___ RECORDS TO PROCESS ___
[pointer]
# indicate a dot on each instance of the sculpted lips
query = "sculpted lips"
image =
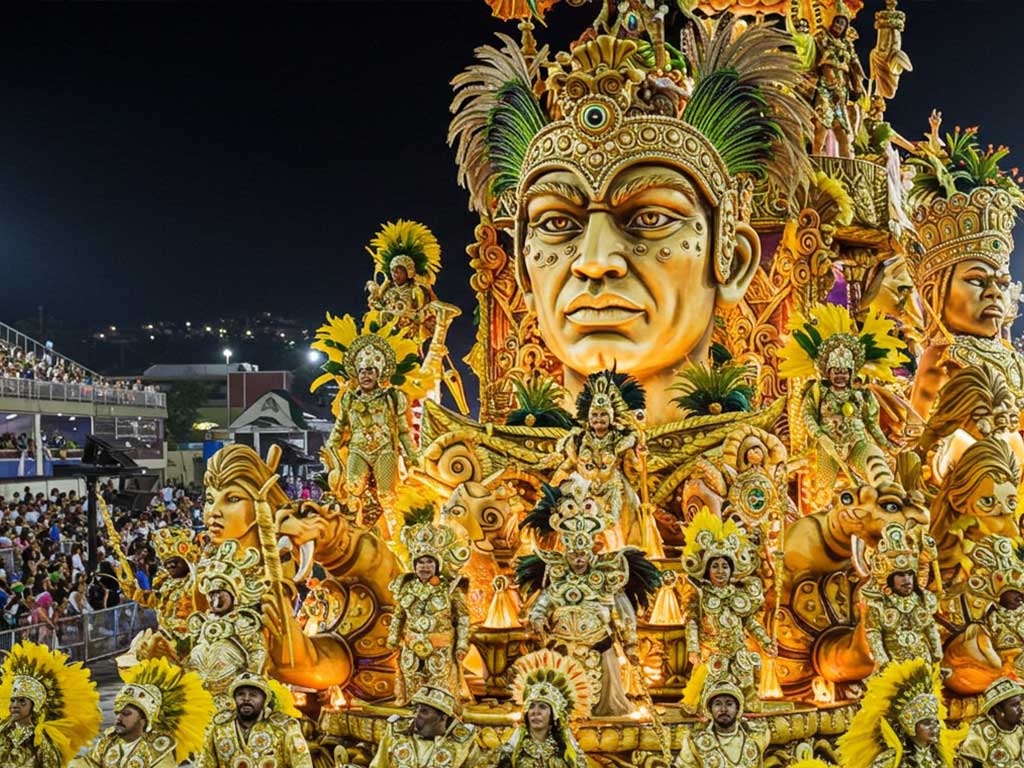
(602, 310)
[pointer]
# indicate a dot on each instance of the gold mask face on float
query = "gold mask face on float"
(977, 298)
(624, 275)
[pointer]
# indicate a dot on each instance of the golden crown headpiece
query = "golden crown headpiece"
(174, 701)
(66, 705)
(441, 544)
(437, 698)
(602, 108)
(227, 568)
(975, 225)
(902, 695)
(722, 688)
(175, 542)
(708, 537)
(554, 679)
(996, 567)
___
- _WHAT TO PRODUCE_: Your reply must be one number: the count of lines in the records above that contain the string "sculpted".

- _RESULT OF THE EXERCISE_: 2